**Work order:** Would you return each record that follows word for word, without its pictures?

◆ ◆ ◆ ◆

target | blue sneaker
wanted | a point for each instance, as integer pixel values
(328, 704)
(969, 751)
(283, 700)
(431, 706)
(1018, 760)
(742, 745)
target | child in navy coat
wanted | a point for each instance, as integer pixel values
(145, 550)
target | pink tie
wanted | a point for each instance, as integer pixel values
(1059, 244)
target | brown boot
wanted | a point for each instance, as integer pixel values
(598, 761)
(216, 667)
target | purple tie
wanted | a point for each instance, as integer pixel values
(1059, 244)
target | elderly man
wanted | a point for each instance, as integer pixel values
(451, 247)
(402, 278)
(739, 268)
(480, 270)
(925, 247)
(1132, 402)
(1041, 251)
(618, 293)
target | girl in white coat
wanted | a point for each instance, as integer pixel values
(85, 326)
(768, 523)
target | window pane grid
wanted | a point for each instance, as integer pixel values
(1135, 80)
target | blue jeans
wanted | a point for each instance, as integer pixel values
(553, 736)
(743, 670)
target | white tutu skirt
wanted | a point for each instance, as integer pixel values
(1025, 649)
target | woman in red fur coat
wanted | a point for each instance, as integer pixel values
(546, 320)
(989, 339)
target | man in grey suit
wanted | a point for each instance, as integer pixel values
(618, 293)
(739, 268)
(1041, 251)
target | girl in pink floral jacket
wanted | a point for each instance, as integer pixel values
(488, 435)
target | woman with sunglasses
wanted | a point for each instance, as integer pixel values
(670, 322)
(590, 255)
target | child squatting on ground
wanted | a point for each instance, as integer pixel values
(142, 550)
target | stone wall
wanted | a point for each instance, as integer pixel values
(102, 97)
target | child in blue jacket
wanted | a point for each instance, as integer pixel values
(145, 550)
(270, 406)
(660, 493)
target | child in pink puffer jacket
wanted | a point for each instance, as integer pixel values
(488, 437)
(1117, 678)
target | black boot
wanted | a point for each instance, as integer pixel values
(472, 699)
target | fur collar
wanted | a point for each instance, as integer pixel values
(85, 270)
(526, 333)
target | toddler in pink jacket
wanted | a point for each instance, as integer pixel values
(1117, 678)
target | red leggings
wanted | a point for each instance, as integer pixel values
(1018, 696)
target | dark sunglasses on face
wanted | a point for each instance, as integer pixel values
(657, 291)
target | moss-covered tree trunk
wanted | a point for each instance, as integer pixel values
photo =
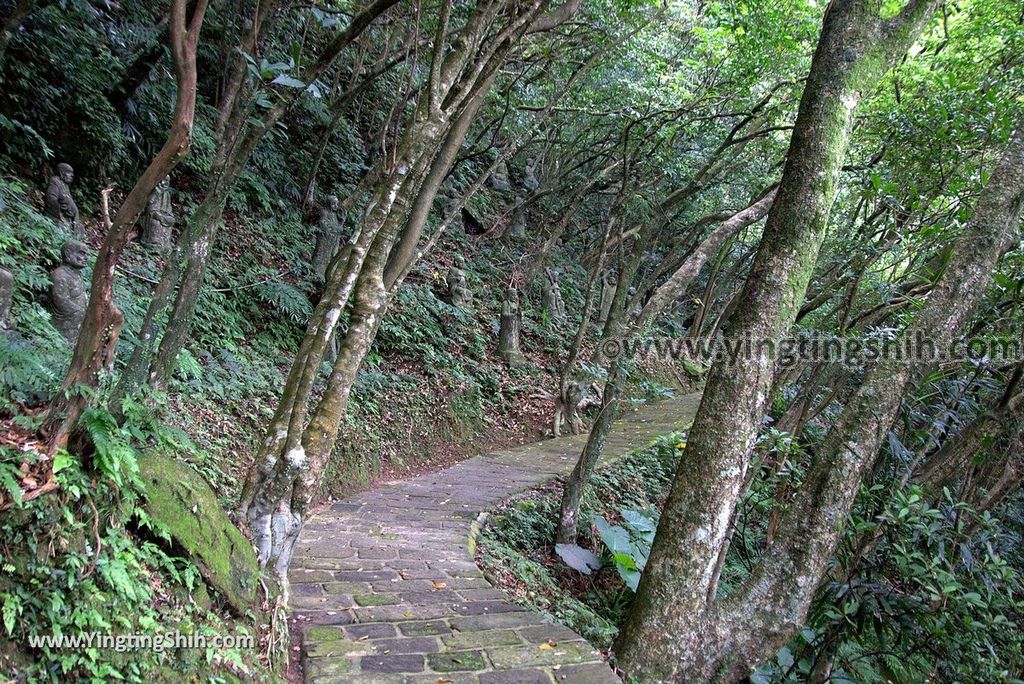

◆ ◆ ◆ ◆

**Answer box:**
target | blue sneaker
wanted | a point for each instance, as integer pixel values
(328, 704)
(969, 751)
(283, 700)
(431, 706)
(1018, 760)
(742, 745)
target | child in navy coat
wanted | a point for each instance, as integer pixel values
(145, 550)
target | pink tie
wanted | a point for each instance, as integer pixel values
(1059, 244)
target | brown boot
wanted | a point for each instance, as integer pixel values
(598, 761)
(216, 667)
target | purple tie
wanted | a point for each instance, as integer pixel values
(1059, 244)
target | elderly man
wanted | a point for each instance, as integer pixel values
(451, 247)
(402, 278)
(739, 268)
(480, 270)
(925, 247)
(1132, 402)
(1041, 251)
(618, 293)
target | girl in white coat
wanted | a point for each instance, as integer pixel values
(85, 326)
(768, 523)
target | window pane grid
wanted | a point for each instance, as integer pixel values
(1135, 80)
target | blue jeans
wanted | a point for each instance, as integer pixel values
(553, 736)
(743, 670)
target | white tutu skirt
wanted | a point for each instance, as integer pixel values
(1025, 649)
target | woman in red fur coat
wanted | a point for each instance, as integer pixel values
(546, 320)
(989, 339)
target | man in grey suit
wanted | a point for each instance, as integer pixel values
(618, 293)
(739, 268)
(1041, 251)
target | girl in pink floral jacket
wanted | a point for each instance, as integer pixel values
(488, 435)
target | woman with sunglasses
wanted | a point for each instance, as integer pixel values
(670, 322)
(590, 255)
target | child squatting on ground
wanted | a point for each instance, as integer pixel values
(142, 550)
target | stone wall
wanted | a point for each instance, as integer pixel values
(102, 97)
target | child in blue jacket
wanted | a point for each instance, as integer pixel values
(145, 550)
(270, 406)
(660, 493)
target | child in pink puffer jacket
wanted | a point for each instance, as integer pixel values
(488, 437)
(1117, 678)
target | black boot
wanted | a point for each instance, as integer pixel values
(472, 699)
target | fur collar
wanted | a point for each instance, as integer pixel values
(85, 270)
(526, 333)
target | toddler in pink jacket
wanted | a point for each instance, as integer pixel values
(1117, 678)
target | red leggings
wanted | a point for each instance, as integer pixel values
(1018, 696)
target | dark sunglasses on face
wanted | a point for each instance, as integer pixel values
(657, 291)
target | moss-covered tree trunk
wanted | a point for each instance, as integer pixel values
photo =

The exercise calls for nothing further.